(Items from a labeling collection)
#####
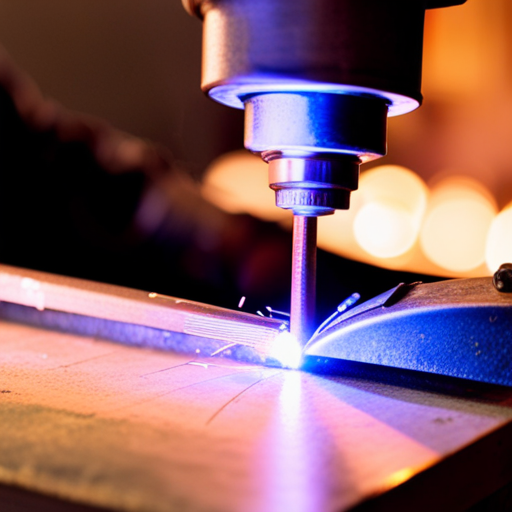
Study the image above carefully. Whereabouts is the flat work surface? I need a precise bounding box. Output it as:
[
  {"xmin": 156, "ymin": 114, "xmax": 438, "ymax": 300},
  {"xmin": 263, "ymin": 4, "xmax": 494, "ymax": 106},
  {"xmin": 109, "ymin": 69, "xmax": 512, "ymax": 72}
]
[{"xmin": 0, "ymin": 321, "xmax": 512, "ymax": 512}]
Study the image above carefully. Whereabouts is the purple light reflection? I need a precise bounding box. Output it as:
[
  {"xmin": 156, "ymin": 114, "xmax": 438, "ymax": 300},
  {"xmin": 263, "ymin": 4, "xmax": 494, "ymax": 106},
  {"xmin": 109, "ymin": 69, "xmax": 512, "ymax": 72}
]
#####
WRITTEN TASK
Write out the whole listing above again, adding 127 to every bounding-box coordinate in its answers and leaving all other numbers unchanged. Leave the pictures out.

SOLUTION TO THIS PROBLEM
Study the image above carefully. Whereabouts is the flat work surface? I need a precise bounding box. Output it as:
[
  {"xmin": 156, "ymin": 114, "xmax": 438, "ymax": 300},
  {"xmin": 263, "ymin": 4, "xmax": 494, "ymax": 106},
  {"xmin": 109, "ymin": 69, "xmax": 512, "ymax": 72}
]
[{"xmin": 127, "ymin": 448, "xmax": 639, "ymax": 639}]
Study the image above carefully. Whereabouts is the purple light reflection? I need a precise bounding box. Output it as:
[
  {"xmin": 156, "ymin": 114, "xmax": 438, "ymax": 300},
  {"xmin": 263, "ymin": 4, "xmax": 494, "ymax": 106},
  {"xmin": 109, "ymin": 69, "xmax": 512, "ymax": 72}
]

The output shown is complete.